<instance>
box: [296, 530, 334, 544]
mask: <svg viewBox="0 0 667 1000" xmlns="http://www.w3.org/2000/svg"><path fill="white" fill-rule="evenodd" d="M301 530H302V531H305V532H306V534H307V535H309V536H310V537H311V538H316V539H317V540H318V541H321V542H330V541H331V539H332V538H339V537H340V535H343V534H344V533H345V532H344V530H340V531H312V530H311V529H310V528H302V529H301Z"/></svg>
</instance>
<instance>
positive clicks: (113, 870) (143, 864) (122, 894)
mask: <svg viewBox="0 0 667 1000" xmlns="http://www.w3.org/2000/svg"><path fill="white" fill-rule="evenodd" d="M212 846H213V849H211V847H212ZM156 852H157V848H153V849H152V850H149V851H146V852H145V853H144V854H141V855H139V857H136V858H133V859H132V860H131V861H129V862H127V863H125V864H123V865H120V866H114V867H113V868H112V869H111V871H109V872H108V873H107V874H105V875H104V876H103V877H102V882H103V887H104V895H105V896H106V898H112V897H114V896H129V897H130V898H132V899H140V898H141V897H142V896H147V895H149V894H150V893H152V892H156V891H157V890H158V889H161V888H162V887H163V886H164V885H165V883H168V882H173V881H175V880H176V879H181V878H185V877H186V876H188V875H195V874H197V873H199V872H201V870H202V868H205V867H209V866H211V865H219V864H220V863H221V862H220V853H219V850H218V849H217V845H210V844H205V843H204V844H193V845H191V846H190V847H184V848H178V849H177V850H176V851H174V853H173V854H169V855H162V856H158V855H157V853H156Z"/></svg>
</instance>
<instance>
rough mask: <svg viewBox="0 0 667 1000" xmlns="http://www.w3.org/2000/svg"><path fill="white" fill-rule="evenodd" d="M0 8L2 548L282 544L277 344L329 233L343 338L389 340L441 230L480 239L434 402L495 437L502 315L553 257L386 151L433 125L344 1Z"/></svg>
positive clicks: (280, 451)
◆ ◆ ◆
Exercise aim. All records above must be returned exactly as they appear.

Written answer.
<instance>
box: [296, 530, 334, 544]
mask: <svg viewBox="0 0 667 1000" xmlns="http://www.w3.org/2000/svg"><path fill="white" fill-rule="evenodd" d="M301 530H302V531H305V532H306V534H307V535H309V536H310V537H311V538H316V539H317V540H318V541H321V542H330V541H331V539H332V538H339V537H340V535H343V534H344V533H345V532H344V530H340V531H312V530H311V529H310V528H302V529H301Z"/></svg>
</instance>
<instance>
positive clicks: (113, 870) (143, 864) (122, 894)
mask: <svg viewBox="0 0 667 1000" xmlns="http://www.w3.org/2000/svg"><path fill="white" fill-rule="evenodd" d="M212 846H213V849H211V847H212ZM156 852H157V848H153V849H152V850H149V851H146V852H145V853H144V854H141V855H139V857H136V858H133V859H132V860H131V861H129V862H127V863H125V864H123V865H120V866H114V867H113V868H112V869H111V871H109V872H108V873H107V874H105V875H104V876H103V877H102V882H103V887H104V895H105V896H106V898H112V897H114V896H129V897H130V898H132V899H140V898H141V897H142V896H147V895H149V894H150V893H152V892H156V891H157V890H158V889H161V888H162V887H163V886H164V885H165V883H168V882H173V881H175V880H176V879H181V878H185V877H186V876H188V875H195V874H197V873H199V872H201V870H202V868H205V867H209V866H211V865H219V864H220V863H221V862H220V853H219V850H218V849H217V845H210V844H205V843H204V844H193V845H191V846H190V847H184V848H178V849H177V850H176V851H174V853H173V854H169V855H162V856H158V855H157V853H156Z"/></svg>
</instance>
<instance>
rough mask: <svg viewBox="0 0 667 1000" xmlns="http://www.w3.org/2000/svg"><path fill="white" fill-rule="evenodd" d="M0 8L2 548L282 544L277 344L329 233L343 338L389 340L441 230L480 239L434 402L495 437L502 315L553 257L386 151L433 125L344 1Z"/></svg>
positive clicks: (280, 451)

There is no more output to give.